▸ **Work item**: Keeping every word intact, reproduce all of the records.

Collected data entries
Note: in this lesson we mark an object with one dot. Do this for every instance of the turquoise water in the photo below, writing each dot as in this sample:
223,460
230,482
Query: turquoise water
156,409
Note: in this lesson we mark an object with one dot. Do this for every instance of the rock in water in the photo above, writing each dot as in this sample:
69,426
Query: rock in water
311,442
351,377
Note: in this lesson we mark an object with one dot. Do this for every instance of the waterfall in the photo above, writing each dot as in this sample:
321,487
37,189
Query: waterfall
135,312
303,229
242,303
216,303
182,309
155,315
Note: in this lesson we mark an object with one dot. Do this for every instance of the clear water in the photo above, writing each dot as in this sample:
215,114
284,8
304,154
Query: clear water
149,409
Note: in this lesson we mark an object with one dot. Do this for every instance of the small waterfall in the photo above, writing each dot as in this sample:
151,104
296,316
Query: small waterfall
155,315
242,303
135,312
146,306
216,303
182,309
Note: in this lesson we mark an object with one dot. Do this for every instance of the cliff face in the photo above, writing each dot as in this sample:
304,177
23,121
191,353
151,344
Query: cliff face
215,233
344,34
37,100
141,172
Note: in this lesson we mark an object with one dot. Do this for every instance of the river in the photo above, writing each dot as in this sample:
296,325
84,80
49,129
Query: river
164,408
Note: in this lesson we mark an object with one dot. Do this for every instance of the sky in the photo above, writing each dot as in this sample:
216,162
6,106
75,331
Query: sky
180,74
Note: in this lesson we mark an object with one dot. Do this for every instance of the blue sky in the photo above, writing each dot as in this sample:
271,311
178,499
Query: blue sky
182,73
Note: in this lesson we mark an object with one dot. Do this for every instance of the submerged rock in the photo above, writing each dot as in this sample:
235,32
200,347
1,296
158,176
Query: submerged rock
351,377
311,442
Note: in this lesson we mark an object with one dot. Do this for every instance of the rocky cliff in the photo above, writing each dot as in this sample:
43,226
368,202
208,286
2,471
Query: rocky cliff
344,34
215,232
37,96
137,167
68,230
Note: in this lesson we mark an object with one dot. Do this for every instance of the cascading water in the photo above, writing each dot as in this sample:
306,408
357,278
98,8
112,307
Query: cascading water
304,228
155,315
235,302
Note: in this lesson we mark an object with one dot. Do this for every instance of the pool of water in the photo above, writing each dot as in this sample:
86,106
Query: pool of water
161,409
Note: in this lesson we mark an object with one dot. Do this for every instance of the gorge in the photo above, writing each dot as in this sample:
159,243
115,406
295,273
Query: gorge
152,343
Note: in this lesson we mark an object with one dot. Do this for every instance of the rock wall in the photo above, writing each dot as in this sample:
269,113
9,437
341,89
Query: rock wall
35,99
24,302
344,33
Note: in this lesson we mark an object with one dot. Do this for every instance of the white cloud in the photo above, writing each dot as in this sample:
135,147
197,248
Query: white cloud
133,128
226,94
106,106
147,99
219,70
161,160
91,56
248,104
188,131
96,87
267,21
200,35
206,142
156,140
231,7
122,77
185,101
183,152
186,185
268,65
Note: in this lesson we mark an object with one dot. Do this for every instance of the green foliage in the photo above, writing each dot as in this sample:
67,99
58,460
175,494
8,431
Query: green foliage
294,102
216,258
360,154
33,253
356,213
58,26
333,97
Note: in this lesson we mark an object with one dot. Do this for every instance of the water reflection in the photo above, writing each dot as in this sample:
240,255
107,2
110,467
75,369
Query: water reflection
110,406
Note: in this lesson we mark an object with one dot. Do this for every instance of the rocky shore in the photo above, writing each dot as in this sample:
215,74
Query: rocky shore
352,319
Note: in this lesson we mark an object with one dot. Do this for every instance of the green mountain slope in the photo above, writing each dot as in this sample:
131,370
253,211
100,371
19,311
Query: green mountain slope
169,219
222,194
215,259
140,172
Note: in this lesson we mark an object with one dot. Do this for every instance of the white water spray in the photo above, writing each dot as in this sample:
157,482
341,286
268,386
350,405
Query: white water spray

▸ **Exercise solution**:
Note: in this lesson we mark an object with one dot. Do this for every instance of the turquoise water in the photo below, writing each dot as in this sample:
223,460
230,482
Query: turquoise water
156,409
Note: in this lesson we mark an object with one dot. Do this for every instance of the rock in water in the photo above, writing each dot as in this sample:
69,426
Query: rock in water
311,442
351,377
Note: in this lesson we mark an object with one dot. Do this for every instance of the waterfall in the photo above, writing each dot as in this sample:
321,487
37,189
Query: waterfall
135,312
303,229
242,303
216,303
182,309
155,315
Note: in this lesson we mark an object with one dot. Do this for every instance of the clear water in the photo above, writing each dot as in this sample:
215,114
284,8
304,154
Query: clear water
149,409
Note: in this lesson we mark an object with one dot. Do this for every instance of the small waterfall in the photo above, writing each dot as in this sample:
151,104
296,316
Query: small waterfall
155,315
242,303
135,312
146,306
216,303
182,309
Note: in this lesson we mark an object with one dot. Do this for every instance of the cliff face in the photo above, writing each dot as in this sample:
304,177
23,121
191,353
151,344
Query: cliff face
215,233
344,34
37,100
141,172
Note: in this lesson we mark an object with one dot. Do this for every instance of the river in the photo above, writing each dot as in this sample:
296,325
84,80
49,129
Query: river
164,408
Note: in this lesson we mark an object with one dot. Do this for every instance of the sky in the photo above, writing each dot as in this sample:
216,162
6,106
75,331
Query: sky
180,74
Note: in this lesson we mark an object with one dot. Do this for every instance of the blue sky in the photo above, writing each dot as in this sample:
271,311
178,499
Query: blue sky
182,73
Note: in this lesson we mark an object with one dot. Do this for every instance of the submerged rock in the photo above, writing each dot as in this sample:
235,32
200,347
1,296
158,176
Query: submerged rock
351,377
311,442
Note: in this lesson we mark an object with one dot. Do this for every instance of the rocky cliff in the photo above, writing each dot as in this sample:
43,226
368,202
208,286
2,471
Query: rocky cliff
344,34
215,232
37,96
137,167
68,230
Note: in this lesson we mark an object with one dot. Do this for every instance of the cascading water in the photo above, writing each dot as in this sample:
306,408
357,278
98,8
112,307
Query: cascading water
304,228
155,315
235,302
Note: in this lesson we mark an object with one dot. Do this for every instance of the pool of water in the photo above, writing each dot as in this sample:
86,106
Query: pool of water
161,409
Note: in this lesson we mark an object with one dot. Do this for every instance of the gorge in the photo above, writing each dot as in this sample:
159,243
115,406
295,273
Query: gorge
152,343
Note: in this lesson we mark an object with one dot. Do this for every instance of the rock wall in the photo above, writing each dot as in this sample:
269,113
9,437
341,89
Query: rock wall
35,99
24,302
344,33
Note: in this lesson we mark an object with one dot. Do this for every instance of the white cloud in the photo above, writing each dot as in this sample:
135,147
197,248
Query: white cloud
133,128
226,94
106,106
147,99
219,70
161,160
91,56
248,104
188,131
96,87
267,21
200,35
206,142
156,140
231,7
122,77
185,101
183,152
186,185
268,65
Note: in this lesson we mark an object with one dot. Do this for every instance of the green foliage in the photo above, writing each dot as in this sample:
67,99
58,460
175,494
8,431
Query: green foliage
294,102
216,258
360,154
33,253
356,213
58,26
333,97
Note: in this lesson we mark an object with one dot. Do this for every instance of the water reflection in the photo above, writing each dot as in this sample:
240,255
107,2
110,467
75,369
Query: water reflection
110,406
Note: in this lesson we mark an object with one dot. Do this for every instance of the rocky shore in the photo above, writing each dot as in this sample:
215,74
Query: rocky shore
352,319
Note: in this lesson we mark an object with one dot. Do this for every instance of the green mountain slope in the photo above, writing each dot as in this sample:
131,370
253,211
100,371
19,311
Query: green mountain slope
169,219
222,194
215,259
140,172
Note: in this lesson we mark an object with one dot. Do this for every instance of the white water spray in the photo above, writing each dot as in this sample:
157,482
341,286
268,386
350,405
Query: white water spray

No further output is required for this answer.